Labeled-object pointing entries:
- - - -
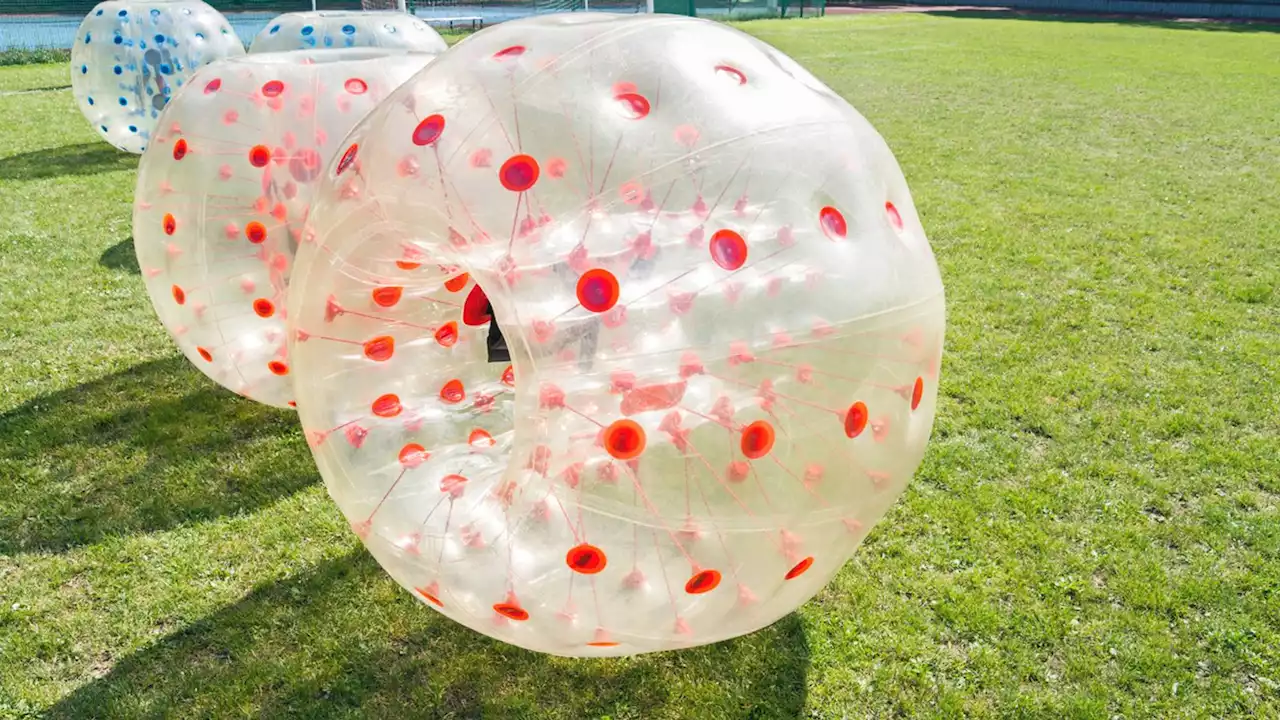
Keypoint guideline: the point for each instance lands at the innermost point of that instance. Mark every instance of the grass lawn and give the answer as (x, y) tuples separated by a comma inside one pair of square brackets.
[(1095, 531)]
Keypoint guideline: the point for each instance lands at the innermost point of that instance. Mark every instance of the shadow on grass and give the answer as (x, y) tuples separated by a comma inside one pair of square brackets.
[(120, 256), (147, 449), (344, 642), (83, 159)]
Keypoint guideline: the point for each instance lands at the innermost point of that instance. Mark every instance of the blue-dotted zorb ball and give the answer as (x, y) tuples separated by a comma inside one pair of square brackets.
[(307, 31), (132, 55)]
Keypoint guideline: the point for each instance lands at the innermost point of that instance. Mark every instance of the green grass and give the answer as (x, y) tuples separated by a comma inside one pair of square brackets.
[(1095, 531)]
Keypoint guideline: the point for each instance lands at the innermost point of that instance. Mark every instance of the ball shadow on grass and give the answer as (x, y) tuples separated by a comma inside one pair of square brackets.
[(82, 159), (122, 258), (146, 449), (344, 641)]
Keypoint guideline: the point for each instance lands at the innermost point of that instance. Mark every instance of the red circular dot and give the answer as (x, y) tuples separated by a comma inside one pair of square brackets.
[(259, 155), (703, 580), (511, 611), (598, 290), (387, 405), (457, 283), (731, 73), (895, 218), (757, 440), (347, 158), (255, 232), (519, 173), (447, 335), (387, 296), (855, 419), (380, 349), (799, 568), (634, 105), (624, 440), (429, 130), (585, 559), (728, 249), (453, 392), (414, 455), (832, 223), (475, 308)]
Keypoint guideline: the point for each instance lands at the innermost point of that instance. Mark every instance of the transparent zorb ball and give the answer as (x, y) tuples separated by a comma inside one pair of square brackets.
[(615, 333)]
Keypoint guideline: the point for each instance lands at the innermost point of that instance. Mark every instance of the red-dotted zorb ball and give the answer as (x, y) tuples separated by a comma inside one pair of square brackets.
[(723, 320), (131, 57), (223, 194), (348, 28)]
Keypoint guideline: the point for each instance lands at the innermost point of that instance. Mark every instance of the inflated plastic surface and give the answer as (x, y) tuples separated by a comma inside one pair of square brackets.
[(223, 194), (338, 28), (129, 58), (723, 317)]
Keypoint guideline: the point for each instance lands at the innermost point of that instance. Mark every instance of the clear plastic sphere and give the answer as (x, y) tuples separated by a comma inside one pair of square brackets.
[(306, 31), (723, 320), (131, 57), (223, 194)]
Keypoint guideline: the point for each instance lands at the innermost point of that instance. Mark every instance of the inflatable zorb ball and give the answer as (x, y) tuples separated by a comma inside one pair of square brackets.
[(131, 57), (305, 31), (223, 194), (722, 315)]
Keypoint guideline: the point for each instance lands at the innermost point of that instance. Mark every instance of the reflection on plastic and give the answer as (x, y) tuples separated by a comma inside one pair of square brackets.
[(723, 317), (223, 194)]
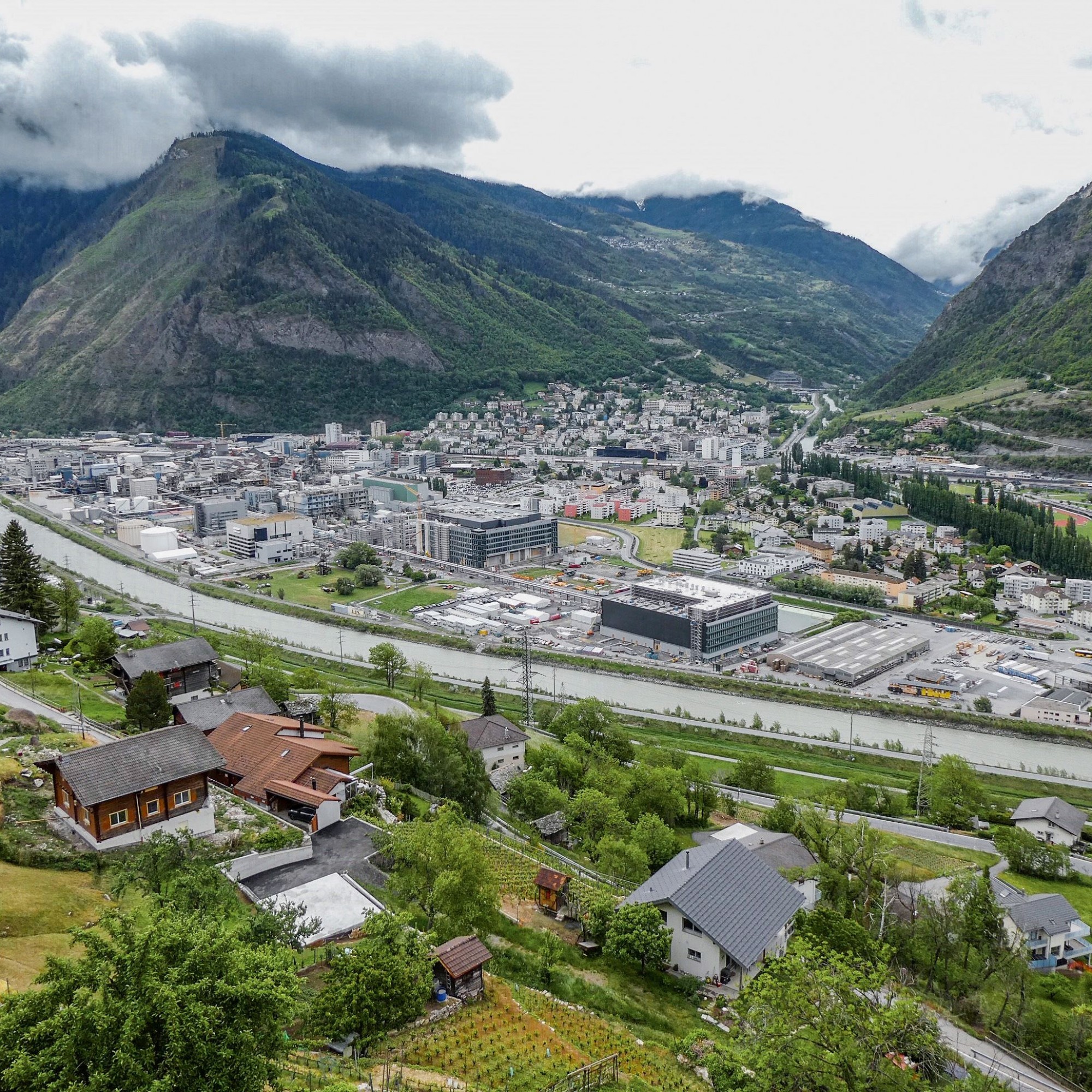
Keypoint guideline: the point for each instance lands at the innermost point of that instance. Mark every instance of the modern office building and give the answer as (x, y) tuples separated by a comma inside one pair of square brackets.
[(705, 619), (212, 514), (485, 537), (269, 539)]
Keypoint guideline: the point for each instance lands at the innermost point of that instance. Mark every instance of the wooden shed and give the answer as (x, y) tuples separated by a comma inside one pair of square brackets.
[(458, 967), (552, 889)]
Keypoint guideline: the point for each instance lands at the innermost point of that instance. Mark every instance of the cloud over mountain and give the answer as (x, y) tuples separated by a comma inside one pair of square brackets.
[(84, 113)]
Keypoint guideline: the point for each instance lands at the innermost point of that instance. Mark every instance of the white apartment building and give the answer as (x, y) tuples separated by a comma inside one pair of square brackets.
[(1079, 591), (873, 530), (1016, 585), (1044, 601), (270, 539)]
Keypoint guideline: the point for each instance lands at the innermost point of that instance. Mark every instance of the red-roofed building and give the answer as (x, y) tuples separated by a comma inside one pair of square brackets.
[(284, 765)]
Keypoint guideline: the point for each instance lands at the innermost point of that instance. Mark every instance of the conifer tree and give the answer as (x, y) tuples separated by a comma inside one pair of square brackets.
[(489, 699), (23, 587)]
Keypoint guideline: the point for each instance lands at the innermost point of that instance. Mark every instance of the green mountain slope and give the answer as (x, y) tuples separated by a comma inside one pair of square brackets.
[(1028, 313), (757, 287), (243, 283)]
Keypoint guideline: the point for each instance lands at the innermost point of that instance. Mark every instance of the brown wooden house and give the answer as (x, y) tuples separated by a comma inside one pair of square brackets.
[(552, 889), (122, 792), (458, 968)]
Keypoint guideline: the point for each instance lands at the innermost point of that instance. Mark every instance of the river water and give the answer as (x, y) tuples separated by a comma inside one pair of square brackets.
[(627, 692)]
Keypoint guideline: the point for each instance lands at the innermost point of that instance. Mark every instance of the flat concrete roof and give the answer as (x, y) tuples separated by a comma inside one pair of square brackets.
[(339, 903), (857, 651)]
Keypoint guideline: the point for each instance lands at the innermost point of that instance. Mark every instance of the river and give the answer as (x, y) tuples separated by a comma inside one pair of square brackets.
[(625, 692)]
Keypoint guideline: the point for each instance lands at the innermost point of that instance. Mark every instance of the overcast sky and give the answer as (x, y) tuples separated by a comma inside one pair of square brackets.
[(932, 132)]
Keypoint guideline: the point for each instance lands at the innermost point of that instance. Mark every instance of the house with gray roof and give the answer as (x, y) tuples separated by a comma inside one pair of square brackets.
[(1050, 929), (210, 714), (501, 743), (123, 792), (727, 908), (188, 669), (1051, 821)]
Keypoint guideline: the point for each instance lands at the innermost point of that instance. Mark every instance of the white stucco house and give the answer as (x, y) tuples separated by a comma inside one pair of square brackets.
[(1051, 821), (727, 908), (501, 743)]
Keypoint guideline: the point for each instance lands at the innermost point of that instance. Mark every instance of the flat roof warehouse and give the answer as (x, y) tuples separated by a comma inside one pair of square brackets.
[(851, 655)]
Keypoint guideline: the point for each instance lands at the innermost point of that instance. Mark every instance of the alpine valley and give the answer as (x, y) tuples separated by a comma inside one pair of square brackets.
[(238, 280)]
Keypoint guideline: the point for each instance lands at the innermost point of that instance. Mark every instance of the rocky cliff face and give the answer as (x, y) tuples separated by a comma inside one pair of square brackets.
[(1028, 314)]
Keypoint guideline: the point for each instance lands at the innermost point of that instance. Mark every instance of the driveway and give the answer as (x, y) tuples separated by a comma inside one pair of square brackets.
[(347, 847)]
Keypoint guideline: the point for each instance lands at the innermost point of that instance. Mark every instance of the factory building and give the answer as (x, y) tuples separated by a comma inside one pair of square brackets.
[(851, 655), (705, 619)]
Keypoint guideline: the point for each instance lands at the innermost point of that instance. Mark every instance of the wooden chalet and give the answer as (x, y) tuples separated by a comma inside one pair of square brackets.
[(122, 792), (552, 889), (458, 968)]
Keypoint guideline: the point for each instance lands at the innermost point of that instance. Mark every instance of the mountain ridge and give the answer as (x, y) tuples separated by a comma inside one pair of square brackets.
[(1028, 314), (239, 279)]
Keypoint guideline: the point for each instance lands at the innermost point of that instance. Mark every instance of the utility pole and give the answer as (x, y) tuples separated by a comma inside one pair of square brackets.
[(529, 690), (928, 758)]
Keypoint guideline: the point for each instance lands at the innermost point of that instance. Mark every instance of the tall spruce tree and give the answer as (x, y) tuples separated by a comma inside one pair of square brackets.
[(489, 698), (147, 707), (23, 587)]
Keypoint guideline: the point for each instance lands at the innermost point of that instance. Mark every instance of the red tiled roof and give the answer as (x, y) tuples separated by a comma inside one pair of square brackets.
[(256, 754), (303, 794), (461, 956), (552, 881)]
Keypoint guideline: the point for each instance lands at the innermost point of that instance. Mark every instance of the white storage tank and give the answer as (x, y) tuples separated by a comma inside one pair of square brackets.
[(129, 531), (158, 540)]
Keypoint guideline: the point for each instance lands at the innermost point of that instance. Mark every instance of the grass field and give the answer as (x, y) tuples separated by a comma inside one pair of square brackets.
[(60, 691), (418, 597), (657, 543), (38, 907), (988, 393)]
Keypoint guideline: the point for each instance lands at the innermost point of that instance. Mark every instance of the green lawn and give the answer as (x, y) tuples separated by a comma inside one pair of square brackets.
[(38, 907), (1077, 889), (657, 543), (57, 690), (420, 597), (944, 405)]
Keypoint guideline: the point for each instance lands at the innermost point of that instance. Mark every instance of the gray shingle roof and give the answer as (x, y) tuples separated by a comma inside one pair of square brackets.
[(1053, 810), (1052, 913), (209, 714), (138, 763), (165, 658), (728, 892), (492, 732)]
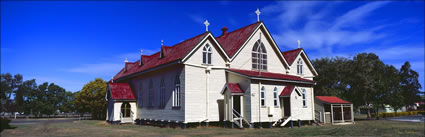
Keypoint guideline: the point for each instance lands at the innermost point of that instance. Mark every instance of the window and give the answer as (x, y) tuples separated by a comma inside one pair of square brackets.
[(125, 109), (151, 96), (300, 66), (275, 96), (139, 95), (176, 93), (162, 93), (259, 56), (304, 98), (263, 96), (206, 54)]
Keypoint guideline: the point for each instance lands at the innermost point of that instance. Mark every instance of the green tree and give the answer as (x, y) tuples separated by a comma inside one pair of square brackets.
[(366, 80), (92, 98), (409, 84)]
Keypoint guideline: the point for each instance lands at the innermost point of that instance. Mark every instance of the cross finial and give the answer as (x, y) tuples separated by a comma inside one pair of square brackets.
[(258, 14), (206, 25), (299, 43)]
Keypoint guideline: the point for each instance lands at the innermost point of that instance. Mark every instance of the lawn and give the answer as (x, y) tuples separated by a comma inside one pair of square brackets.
[(101, 128)]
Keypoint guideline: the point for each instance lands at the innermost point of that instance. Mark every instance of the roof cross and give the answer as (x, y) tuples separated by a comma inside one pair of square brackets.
[(299, 43), (206, 25), (258, 14)]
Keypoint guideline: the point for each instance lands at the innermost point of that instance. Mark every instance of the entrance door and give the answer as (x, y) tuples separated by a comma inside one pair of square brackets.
[(125, 109), (237, 104), (286, 106)]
- - - -
Repeat the listing verbatim, beginning with the line that contains "of the gray" and ending with the line that contains "96), (206, 54)]", both included, and leave out the pictures.

[ANSWER FOR THIS EXERCISE]
Keypoint guideline: the point for each instance lands at the innermost point of that instance. Mark every instance of the gray shingle roof and give the answer as (x, y) tuples separated by a comma inside one pair of square brackets.
[(1053, 810), (1052, 913), (209, 714), (138, 763), (165, 658), (728, 892), (492, 732)]
Keypoint guideline: the point for each instance lands at the innermost point of that instance. Mark every instance of the window and give the answer as (x, y) tuples separated by a comma inside one pair of square brackets.
[(125, 109), (151, 96), (300, 66), (275, 96), (139, 95), (176, 93), (162, 93), (259, 56), (304, 98), (263, 96), (206, 54)]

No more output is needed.